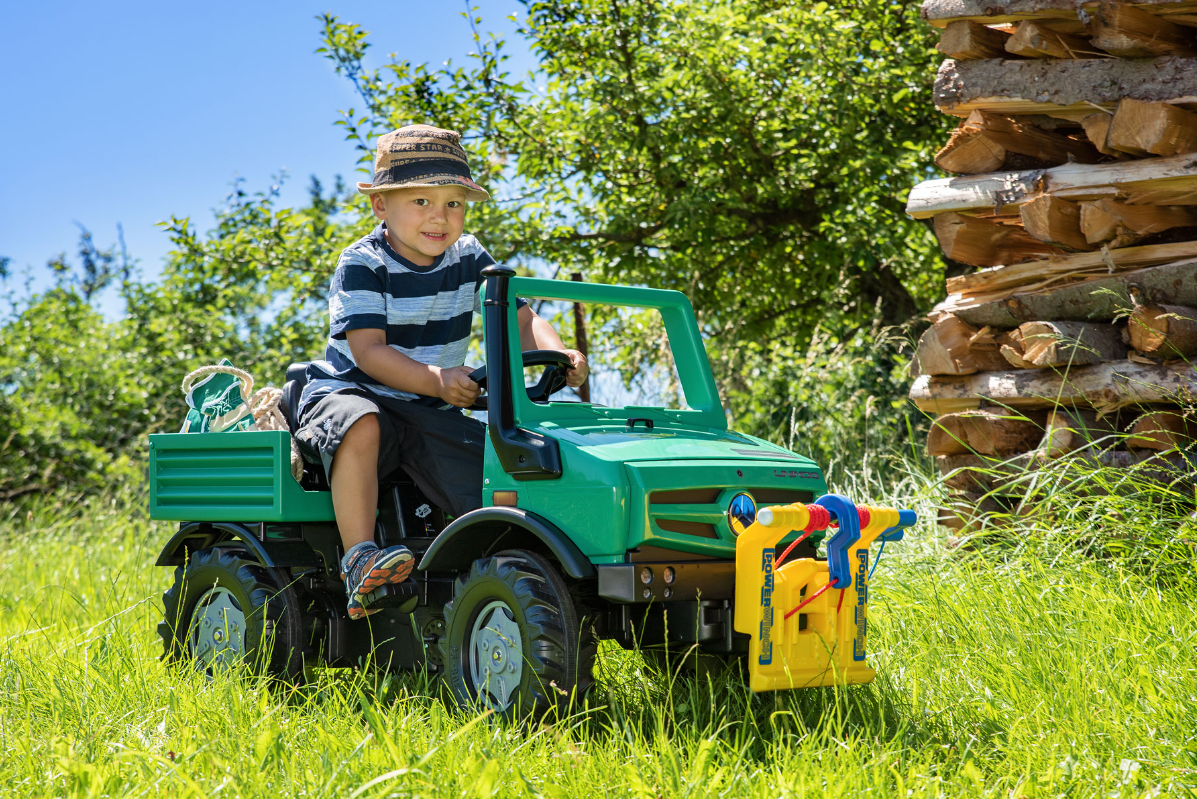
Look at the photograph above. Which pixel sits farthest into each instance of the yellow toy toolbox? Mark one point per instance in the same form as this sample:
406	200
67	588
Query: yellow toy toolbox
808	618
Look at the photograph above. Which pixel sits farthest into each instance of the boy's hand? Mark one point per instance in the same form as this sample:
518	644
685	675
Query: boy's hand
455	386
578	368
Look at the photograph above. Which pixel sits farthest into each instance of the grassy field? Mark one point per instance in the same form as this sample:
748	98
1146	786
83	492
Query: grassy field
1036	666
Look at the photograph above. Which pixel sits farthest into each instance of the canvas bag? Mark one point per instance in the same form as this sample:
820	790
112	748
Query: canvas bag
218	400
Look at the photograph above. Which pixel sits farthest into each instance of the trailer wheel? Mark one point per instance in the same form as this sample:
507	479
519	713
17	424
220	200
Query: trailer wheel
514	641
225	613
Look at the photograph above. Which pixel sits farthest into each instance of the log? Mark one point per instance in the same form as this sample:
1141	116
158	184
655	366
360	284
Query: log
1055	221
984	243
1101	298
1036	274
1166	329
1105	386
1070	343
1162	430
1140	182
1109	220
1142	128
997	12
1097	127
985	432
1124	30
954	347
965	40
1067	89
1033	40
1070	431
---
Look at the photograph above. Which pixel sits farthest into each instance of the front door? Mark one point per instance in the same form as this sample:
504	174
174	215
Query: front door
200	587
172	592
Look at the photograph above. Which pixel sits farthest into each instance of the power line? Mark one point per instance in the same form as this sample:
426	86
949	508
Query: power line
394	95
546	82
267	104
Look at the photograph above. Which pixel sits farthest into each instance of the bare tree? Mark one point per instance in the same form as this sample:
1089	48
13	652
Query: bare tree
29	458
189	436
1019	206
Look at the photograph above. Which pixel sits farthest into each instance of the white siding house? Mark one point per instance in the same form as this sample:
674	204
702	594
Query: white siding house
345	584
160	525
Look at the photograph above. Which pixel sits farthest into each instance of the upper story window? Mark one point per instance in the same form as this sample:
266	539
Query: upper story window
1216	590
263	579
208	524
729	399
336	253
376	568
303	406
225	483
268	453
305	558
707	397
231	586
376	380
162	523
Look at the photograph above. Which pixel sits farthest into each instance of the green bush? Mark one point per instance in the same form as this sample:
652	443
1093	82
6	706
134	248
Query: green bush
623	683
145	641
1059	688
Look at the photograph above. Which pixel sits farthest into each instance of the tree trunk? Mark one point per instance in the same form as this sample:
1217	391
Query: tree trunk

Task instructions => For each line above that includes "trunk", make a copy.

Your solution =>
Look at the photograph above. Which pixel sits farthest into each instance of the tree trunk? Mark one point per instance in the same form as this sample:
Query: tree trunk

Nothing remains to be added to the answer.